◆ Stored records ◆
= = = = = = =
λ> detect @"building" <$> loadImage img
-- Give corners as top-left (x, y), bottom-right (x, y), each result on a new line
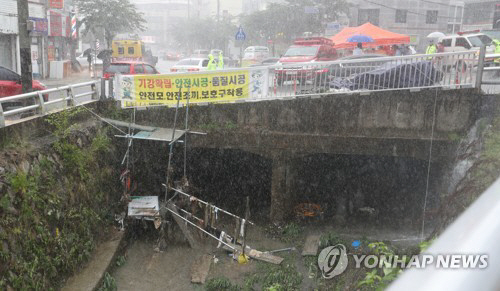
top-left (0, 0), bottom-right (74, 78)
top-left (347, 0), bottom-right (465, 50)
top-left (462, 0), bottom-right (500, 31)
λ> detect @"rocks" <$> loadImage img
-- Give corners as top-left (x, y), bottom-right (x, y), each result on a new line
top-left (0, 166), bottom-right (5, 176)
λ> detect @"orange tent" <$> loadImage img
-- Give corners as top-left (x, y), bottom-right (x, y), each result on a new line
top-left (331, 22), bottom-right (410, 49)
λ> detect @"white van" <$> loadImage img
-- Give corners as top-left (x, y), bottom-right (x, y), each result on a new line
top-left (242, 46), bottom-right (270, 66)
= = = = = = =
◆ The problem ◆
The data above are to be repeated word for word, with any pictures left out.

◆ Reply to the exercise ◆
λ> detect @"building" <$> loadImage img
-- Give corners as top-left (x, y), bottom-right (x, y), each result on a new line
top-left (0, 0), bottom-right (74, 78)
top-left (347, 0), bottom-right (465, 50)
top-left (462, 0), bottom-right (500, 31)
λ> detect @"rocks" <$> loadImage img
-- Give corners as top-left (x, y), bottom-right (x, y), each result on a new line
top-left (0, 166), bottom-right (5, 176)
λ> detect @"orange tent" <$> loadImage img
-- Give corners as top-left (x, y), bottom-right (x, y), each result on a new line
top-left (331, 22), bottom-right (410, 49)
λ> detect @"white van" <$> loadImage img
-- Give corners as top-left (x, y), bottom-right (x, y), each result on a new line
top-left (242, 46), bottom-right (270, 66)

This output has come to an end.